Problem statement – Set down each record below exactly as it stands. Pictures are not part of the copy.

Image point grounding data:
■ ■ ■ ■

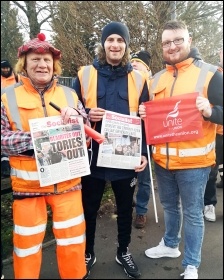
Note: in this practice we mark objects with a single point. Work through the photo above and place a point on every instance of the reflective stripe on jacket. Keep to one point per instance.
(185, 77)
(22, 102)
(88, 81)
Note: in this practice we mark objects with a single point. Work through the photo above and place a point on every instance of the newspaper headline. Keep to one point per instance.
(60, 150)
(123, 141)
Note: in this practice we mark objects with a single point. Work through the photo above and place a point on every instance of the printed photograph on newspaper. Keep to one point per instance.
(123, 139)
(60, 150)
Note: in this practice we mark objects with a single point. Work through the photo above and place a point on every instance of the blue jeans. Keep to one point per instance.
(181, 194)
(143, 193)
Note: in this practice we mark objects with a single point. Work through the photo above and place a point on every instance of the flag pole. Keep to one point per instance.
(152, 185)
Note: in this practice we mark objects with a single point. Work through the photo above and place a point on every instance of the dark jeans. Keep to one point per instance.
(92, 192)
(210, 191)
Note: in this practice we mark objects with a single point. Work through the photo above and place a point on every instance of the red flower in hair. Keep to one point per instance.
(41, 36)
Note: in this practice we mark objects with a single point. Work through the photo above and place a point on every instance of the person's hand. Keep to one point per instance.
(141, 167)
(204, 106)
(142, 111)
(67, 112)
(96, 114)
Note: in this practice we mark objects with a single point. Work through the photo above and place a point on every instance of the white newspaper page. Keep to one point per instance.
(123, 141)
(60, 150)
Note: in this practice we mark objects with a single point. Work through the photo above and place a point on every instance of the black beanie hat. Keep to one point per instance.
(115, 28)
(5, 63)
(142, 56)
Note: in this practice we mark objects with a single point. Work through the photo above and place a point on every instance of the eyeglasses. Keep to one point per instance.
(176, 42)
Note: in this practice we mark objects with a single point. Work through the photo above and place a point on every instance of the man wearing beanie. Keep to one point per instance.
(38, 65)
(141, 61)
(110, 83)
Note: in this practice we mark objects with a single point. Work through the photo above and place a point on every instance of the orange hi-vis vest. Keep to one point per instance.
(88, 80)
(191, 76)
(22, 102)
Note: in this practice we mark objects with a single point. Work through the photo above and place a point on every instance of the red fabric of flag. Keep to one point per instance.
(173, 119)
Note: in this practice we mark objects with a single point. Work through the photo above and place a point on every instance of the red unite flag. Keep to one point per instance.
(173, 119)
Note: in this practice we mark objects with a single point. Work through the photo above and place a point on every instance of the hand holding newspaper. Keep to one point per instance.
(60, 150)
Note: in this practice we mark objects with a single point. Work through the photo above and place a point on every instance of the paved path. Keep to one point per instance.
(106, 243)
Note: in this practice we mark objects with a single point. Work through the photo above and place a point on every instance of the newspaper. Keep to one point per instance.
(123, 141)
(60, 150)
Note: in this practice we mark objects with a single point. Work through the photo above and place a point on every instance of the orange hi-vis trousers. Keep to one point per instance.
(30, 220)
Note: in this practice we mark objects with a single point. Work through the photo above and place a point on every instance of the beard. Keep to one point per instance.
(6, 74)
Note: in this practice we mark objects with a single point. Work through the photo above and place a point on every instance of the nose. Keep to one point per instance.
(42, 63)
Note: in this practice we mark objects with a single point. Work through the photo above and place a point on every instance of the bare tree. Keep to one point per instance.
(77, 26)
(11, 38)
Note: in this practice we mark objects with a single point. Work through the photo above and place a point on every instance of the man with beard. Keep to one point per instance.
(110, 83)
(182, 167)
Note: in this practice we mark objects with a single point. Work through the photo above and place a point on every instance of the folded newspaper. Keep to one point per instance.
(123, 141)
(60, 150)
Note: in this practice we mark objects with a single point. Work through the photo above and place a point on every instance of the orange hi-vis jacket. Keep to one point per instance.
(185, 77)
(8, 81)
(23, 102)
(88, 81)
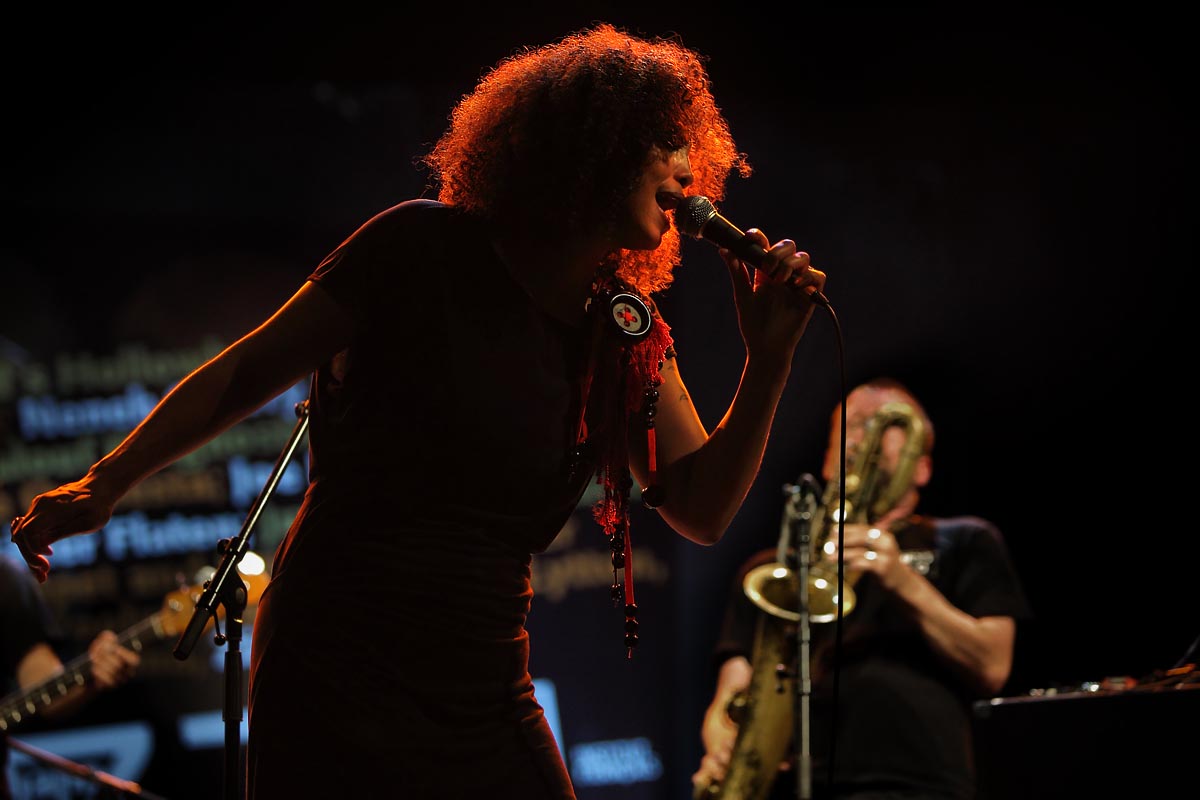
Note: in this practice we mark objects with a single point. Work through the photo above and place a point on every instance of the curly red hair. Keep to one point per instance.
(559, 134)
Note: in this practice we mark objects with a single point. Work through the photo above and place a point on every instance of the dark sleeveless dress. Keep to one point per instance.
(390, 655)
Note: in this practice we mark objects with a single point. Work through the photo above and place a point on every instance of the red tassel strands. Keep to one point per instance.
(629, 344)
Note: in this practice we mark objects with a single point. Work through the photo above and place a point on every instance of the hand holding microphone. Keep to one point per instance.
(697, 218)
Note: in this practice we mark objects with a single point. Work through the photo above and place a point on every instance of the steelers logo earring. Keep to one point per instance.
(630, 314)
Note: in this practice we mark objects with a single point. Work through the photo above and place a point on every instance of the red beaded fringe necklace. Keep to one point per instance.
(629, 342)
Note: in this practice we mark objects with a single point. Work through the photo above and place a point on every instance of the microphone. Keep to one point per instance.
(696, 217)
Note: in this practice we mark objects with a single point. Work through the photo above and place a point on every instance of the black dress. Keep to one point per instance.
(390, 655)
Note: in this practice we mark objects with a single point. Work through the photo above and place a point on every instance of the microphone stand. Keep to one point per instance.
(226, 588)
(798, 515)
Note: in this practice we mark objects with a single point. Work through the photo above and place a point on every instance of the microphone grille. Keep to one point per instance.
(693, 214)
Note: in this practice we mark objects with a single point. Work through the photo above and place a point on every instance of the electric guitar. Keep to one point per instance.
(169, 620)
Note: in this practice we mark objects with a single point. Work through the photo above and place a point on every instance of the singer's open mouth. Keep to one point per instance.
(669, 200)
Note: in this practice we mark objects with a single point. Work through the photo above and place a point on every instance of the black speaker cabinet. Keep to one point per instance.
(1135, 744)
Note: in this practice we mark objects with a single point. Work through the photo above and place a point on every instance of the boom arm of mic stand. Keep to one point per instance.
(233, 551)
(226, 587)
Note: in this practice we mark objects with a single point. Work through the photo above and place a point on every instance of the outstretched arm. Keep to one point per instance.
(307, 330)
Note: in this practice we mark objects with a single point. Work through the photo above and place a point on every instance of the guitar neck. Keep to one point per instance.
(29, 702)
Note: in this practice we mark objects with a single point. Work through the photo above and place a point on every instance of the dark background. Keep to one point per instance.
(999, 200)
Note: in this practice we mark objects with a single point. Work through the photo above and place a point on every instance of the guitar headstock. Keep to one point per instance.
(178, 606)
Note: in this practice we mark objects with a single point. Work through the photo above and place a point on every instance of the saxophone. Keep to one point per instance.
(765, 710)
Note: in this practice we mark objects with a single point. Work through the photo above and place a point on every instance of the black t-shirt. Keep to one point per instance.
(903, 717)
(24, 621)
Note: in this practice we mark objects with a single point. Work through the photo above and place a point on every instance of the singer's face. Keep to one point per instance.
(664, 180)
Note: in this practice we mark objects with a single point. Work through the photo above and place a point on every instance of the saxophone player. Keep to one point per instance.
(925, 636)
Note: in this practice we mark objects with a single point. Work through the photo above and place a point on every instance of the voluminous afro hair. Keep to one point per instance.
(559, 134)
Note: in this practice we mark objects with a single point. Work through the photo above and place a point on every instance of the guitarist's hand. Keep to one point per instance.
(69, 510)
(112, 665)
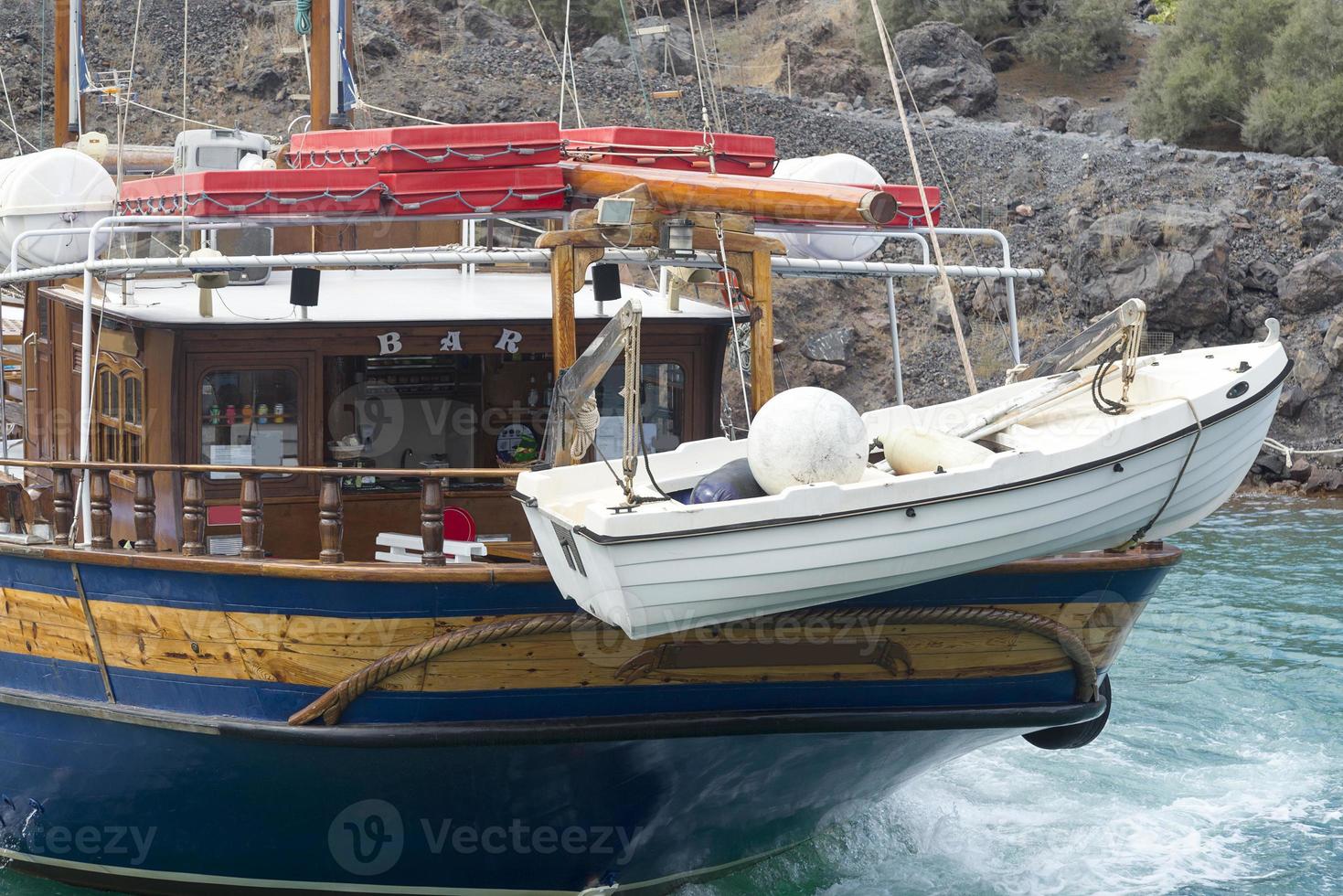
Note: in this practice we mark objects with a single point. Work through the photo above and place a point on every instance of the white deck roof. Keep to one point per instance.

■ ■ ■ ■

Solution –
Note: in this practice we mark objects with a single point. Work through the photo above and place a point on every instance of the reflective stripe on jacket. Keep to one point per instance.
(185, 77)
(22, 102)
(88, 81)
Note: in this practice we mark objects with a single point. Work through the photo above and place a point on every instance of the newspaper headline. Keep to one point per instance.
(60, 150)
(123, 141)
Note: in this practice we mark objects with a single point. Work through the photo above and place a point on every instance of the printed photograph on newspaper. Keep to one point per instance.
(123, 139)
(60, 150)
Note: in this practice we mark objects with a single point. Work through the photo above and place a point on every instance of the blue jeans. Keep to one point per instance.
(181, 194)
(143, 193)
Note: in this practice we mark objects with a single point. Work through the photo above and place a point on every instance of the flag pole. Keep to one point per instance.
(152, 185)
Note: in this practice we mark objects with a single point. Work through the photo above and place a point on every instance of the dark jeans. Keep to one point per instance.
(92, 192)
(210, 191)
Note: in this practice we mark objects with a single point. Work through the photo above and place a point on every instance of the red flower in hair. Keep to one point per instance.
(41, 36)
Note: in this practice we mark objects with a single point. Work through the photo above and place a point on every instance of the person's hand. Keep to one point per instance.
(141, 167)
(204, 106)
(142, 111)
(67, 112)
(96, 114)
Note: in this practice we mark objects with a single point. Work through the photo above and place a point on every instance of the white newspaper page. Keep to one point per instance.
(123, 141)
(60, 150)
Note: in this practice we mark objects with a single point. Work through the photo above and place a point on every instance of the black beanie hat. Keep to one point per instance.
(115, 28)
(5, 63)
(142, 56)
Note: in this practice we mark objects with a single point. Work through the photo above and place a point on every instance of the eyeglasses. Keep to one point per instance.
(176, 42)
Note: in this practice we mark objects with a single point. Work through the photo above and place a point on every instance of the man wearing beanie. Keep to one point per instance.
(38, 65)
(141, 61)
(110, 83)
Note: in this practice we mark objects with a single point. Work through the photo above and place a point on every instance of the orange hi-vis vest. Keep to one point per instance.
(88, 80)
(191, 76)
(22, 102)
Note: in this practice we mark objects with a single point. Work through the photo above and place a point on every instance of the red fabric of flag. Keep to one point per instance.
(173, 119)
Note: in this practice we mark objects with a single point. Work through the photo above and place a point on every instance of the red unite flag. Keep to one point per instance.
(173, 119)
Note: in this practice we mark objects with a single point. Work through the photo above and place a point on every instance of the hand holding newspaper. Keep to one point per instance.
(60, 150)
Note: in this practice we mark objects with a single point. Work through the photo above and place a point on every instance of the paved path. Keep to one point per instance.
(106, 243)
Note: in this practice we mark objects with a single point. Work through the photo above and place a point on every instance of the newspaper. Keep to one point per instance.
(123, 141)
(60, 150)
Note: in this practice we mark objects with a single point. Work through the photo above and place a point on every instance of the orange hi-vis trousers. Keep to one point per instance.
(30, 220)
Note: in this practice we mark objects with a single point. Work through the photo above and place a point on every instance of the beard. Keep to one point per instance.
(6, 74)
Note: in this practice we mark objects with a single point. Work through the photo above and place a point on every instance of the nose. Keep to one point per instance.
(42, 63)
Note: in this practice we mark objects with a single point. Work through the photo above and place a point on every instance of the bare tree. Keep to one point per instance.
(77, 26)
(11, 38)
Note: in this practice we mark objects with a single point. Work through the photo above and place a point on every instance of the man with beard. Keep to one point per instance.
(110, 83)
(182, 167)
Note: in this practice we mark objects with a single point. Work through the photo above and place a point on every instance of the folded newspaper. Keep to one point per instance.
(123, 141)
(60, 150)
Note: in this practice we mark objects with a single point. Work through the photo above and place a point on every instance of the orange hi-vis jacket. Keep to one point per instance.
(185, 77)
(8, 81)
(23, 102)
(88, 81)
Note: in this practice we mark objects with a single point. Work through the photo above and place a point on every instance of the curly red hair. Keep to one point per instance.
(559, 134)
Note: in this practice we mark objects with a single point. Work through the photo above and place a point on every instance of the dark sleeveless dress. Keep to one point per instance.
(390, 655)
Note: in this practice we mark objects with a single point. Work through the photo above and place a point on every instance of the red tassel strands. Keep to one point per instance.
(629, 344)
Note: in this practice we mark objects with a single point. Work through the photo above and place a point on every instance of the hand holding microphone. Keep to one point per instance.
(697, 218)
Note: in this practice we mark objects with a single point. Work through the photo above and place a point on every instance of the steelers logo earring. Keep to one point per instance.
(630, 314)
Note: in this practice we mark objects with a single point. Work through the photo above and place a point on every instance of the red beaded fringe necklace. Keep to one point per instance.
(629, 342)
Note: in this practice we mark objects with a single point. Work through the photo above and place a point on every instance of the microphone. Keep to one point per instance.
(696, 217)
Note: in this practice we mark objects with a single point. Work through the photo above and place a point on every instance of the black dress. Keep to one point per instance.
(390, 655)
Note: in this practice we mark objects with a single point. Work through the photo above and place a point on every instance of the microphone stand. Keep to one point per instance.
(226, 588)
(798, 515)
Note: in this practice we mark objects with a single point. Work through the photo above and place a point on every instance of the microphone grille. Keep to one point per instance.
(693, 214)
Note: in this practice we mark objects with a single point. Work through the photo above and place a point on every instance of the electric guitar. Keep to one point per instance.
(169, 620)
Note: in this practice we mark objects with a single point. Work through the photo above and place a point on every instance of the singer's open mouth. Keep to one point per instance.
(669, 200)
Note: in this practice we mark objects with a single point. Work through the photo above and place a point on every instance of the black speaker cabinet. Keep to one point per instance.
(1135, 744)
Note: in this practice we mark objects with a single point. Work through the photo above and place a point on every instance of the boom arm of mic stand. Keep to one point per instance.
(233, 551)
(226, 587)
Note: in this practice we mark objects with a single point. Work through the photo above and place a point on every instance of the outstretched arm. Keep to one point per instance.
(307, 330)
Note: in this practice we mark objects with a single point. Work through the photo above and place a point on every instance of the guitar neck. Keep to one point per instance.
(29, 702)
Note: in this practice we mark objects with a single point. Work through the photo above and place a point on every instance of the dark background. Keep to one point per instance.
(999, 200)
Note: in this practice we mark objects with a single point. Work through the photo above and place a point on every instance of the guitar headstock. Keep to one point per instance.
(178, 606)
Note: in this practice we mark objects with a single point. Work through the photo above and place a point on every instance of the saxophone. Keep to one point per instance.
(765, 710)
Note: in this practice we mark objects with a single point. Work through the photo above and place a point on every instance of the black t-shirt. Keep to one point per instance.
(903, 717)
(24, 621)
Note: in this practice we mark objects with a single point. Work through the photo above and place a point on every instance of the singer's face. Keep to one point per instance.
(664, 180)
Note: in this practice we mark objects with a single point. Work through the photo above and place a point on every instance of the saxophone player. Keep to one point per instance.
(925, 636)
Note: in this practice we mark objects with a single point. Work through the photo above and place a point on every instance of the voluminous afro hair. Keep to one point per instance.
(559, 134)
Note: in this practice we mark objects with a single point. Work through the photo above and place a point on every instance of the guitarist's hand. Keep to one point per instance.
(69, 510)
(112, 665)
Note: in this practice we mark objects with a single point. Work through the photo above and place a point on every instance of the white deck roof. Keep to one point per instance.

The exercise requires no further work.